Which of the lines below contain the string "outline"? Copy each one.

* _EXERCISE DATA_:
::::
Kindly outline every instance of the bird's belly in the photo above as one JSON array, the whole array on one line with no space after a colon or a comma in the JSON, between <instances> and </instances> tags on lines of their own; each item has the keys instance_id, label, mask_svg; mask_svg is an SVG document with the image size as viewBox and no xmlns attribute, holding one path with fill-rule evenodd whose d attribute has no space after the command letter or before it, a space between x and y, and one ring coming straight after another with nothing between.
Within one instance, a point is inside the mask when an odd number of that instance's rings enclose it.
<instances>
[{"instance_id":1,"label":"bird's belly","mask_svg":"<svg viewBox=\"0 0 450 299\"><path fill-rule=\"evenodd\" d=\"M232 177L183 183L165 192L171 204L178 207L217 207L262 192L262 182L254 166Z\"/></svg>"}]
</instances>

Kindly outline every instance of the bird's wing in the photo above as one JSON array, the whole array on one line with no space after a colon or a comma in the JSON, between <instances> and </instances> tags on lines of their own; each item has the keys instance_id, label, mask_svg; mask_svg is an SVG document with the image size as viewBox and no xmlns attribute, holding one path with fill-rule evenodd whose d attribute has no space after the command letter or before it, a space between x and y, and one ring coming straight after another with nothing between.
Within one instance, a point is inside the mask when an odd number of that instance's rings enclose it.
::::
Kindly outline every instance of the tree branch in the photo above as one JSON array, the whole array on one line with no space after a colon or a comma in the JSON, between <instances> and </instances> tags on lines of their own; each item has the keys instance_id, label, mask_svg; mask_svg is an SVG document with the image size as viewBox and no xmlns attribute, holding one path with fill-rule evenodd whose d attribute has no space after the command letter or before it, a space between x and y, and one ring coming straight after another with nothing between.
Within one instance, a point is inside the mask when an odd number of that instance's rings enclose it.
::::
* _ANSWER_:
Kindly outline every instance of the bird's belly in the photo above as one JSON array, the whole array on one line with no space after a colon or a comma in the JSON, between <instances> and </instances> tags on lines of their own; each item has the keys instance_id, label, mask_svg; mask_svg is an SVG document with the image size as viewBox and no xmlns attribute, holding one path with fill-rule evenodd whose d attribute has no space after the command letter or before it, a space between x and y, and one ring coming straight after another with nothing between.
Kindly outline every instance of the bird's wing in the photo above as one JSON array, the whole array on one line with no space after a colon or a comma in the JSON, between <instances> and </instances> tags on lines of their own; each item has the keys instance_id, label, mask_svg; mask_svg is an SVG document with the image size as viewBox and no xmlns attribute, holding one path with fill-rule evenodd whose d attribute has no space after the command letter or before it, a space between x and y, and one ring coming straight after another with nothing between.
Kindly outline every instance of the tree branch in the photo above as one JSON array, the whole array on one line with no space after a colon or a comma in the JSON, between <instances> and </instances> tags on lines of their own; each item has the keys instance_id, label, mask_svg; mask_svg is an SVG document with the image size as viewBox and no xmlns attribute, holding one path with fill-rule evenodd whose d attribute has no space after the command letter or before it, a space between x and y, and one ring coming straight after another with nothing between.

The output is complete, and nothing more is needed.